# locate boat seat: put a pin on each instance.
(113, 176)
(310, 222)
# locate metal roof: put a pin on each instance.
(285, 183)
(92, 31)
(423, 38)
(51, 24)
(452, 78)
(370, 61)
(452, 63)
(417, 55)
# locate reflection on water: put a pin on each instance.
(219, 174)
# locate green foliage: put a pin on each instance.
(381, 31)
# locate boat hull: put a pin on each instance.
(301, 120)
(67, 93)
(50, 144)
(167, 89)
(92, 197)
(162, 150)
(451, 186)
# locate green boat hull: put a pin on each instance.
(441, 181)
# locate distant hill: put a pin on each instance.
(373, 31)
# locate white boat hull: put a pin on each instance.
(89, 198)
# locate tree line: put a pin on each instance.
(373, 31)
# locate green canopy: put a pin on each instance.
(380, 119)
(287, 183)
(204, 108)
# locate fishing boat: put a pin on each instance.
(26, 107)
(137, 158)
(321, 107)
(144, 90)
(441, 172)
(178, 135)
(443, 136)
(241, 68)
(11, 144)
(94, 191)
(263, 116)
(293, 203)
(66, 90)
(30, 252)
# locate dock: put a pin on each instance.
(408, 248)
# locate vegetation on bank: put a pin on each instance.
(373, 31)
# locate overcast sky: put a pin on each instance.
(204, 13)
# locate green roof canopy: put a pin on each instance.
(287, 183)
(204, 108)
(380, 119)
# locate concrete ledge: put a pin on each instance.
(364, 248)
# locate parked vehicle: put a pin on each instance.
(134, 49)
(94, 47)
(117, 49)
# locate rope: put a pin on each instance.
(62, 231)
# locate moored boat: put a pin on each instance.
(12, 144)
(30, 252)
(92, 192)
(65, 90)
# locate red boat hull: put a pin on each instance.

--

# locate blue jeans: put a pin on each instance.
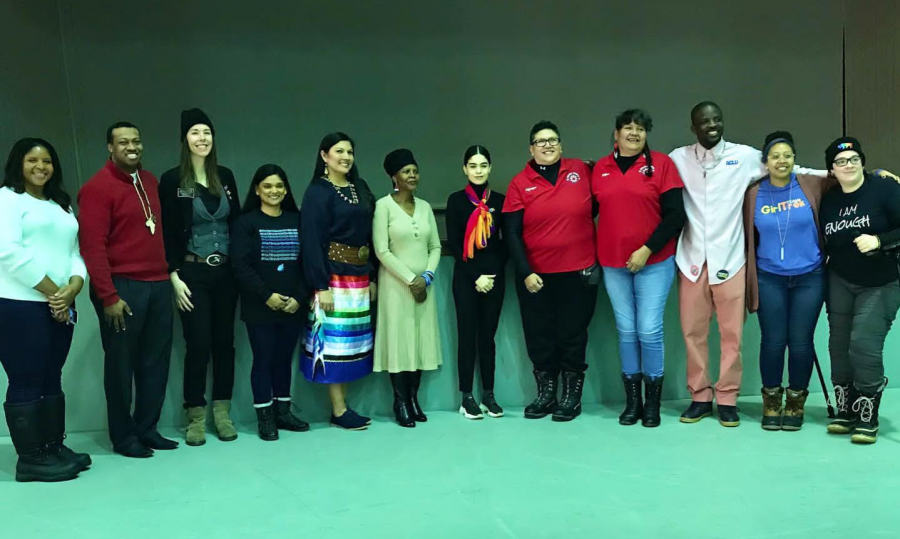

---

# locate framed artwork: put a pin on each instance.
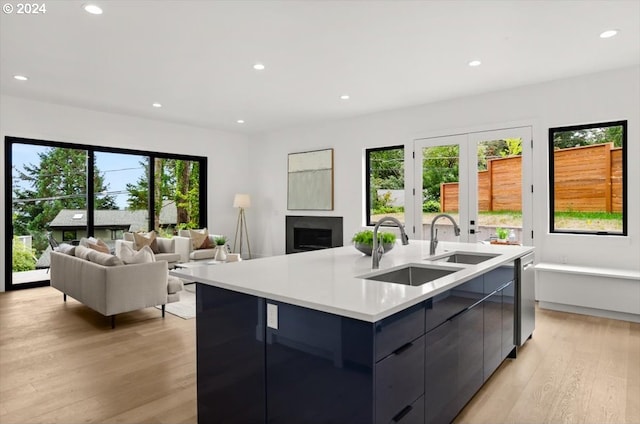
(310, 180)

**TASK REQUIREMENTS:** Please retype the records from the line containing "# locate parked" through the line containing "# locate red", keeping every character as it appears.

**RESULT OF THE TASK:**
# locate parked vehicle: put a pin on each instance.
(134, 49)
(94, 47)
(117, 49)
# locate rope: put a pin on each instance.
(62, 231)
# locate moored boat: put a pin on each instance.
(12, 144)
(30, 252)
(92, 192)
(65, 90)
# locate red boat hull: put a pin on each instance.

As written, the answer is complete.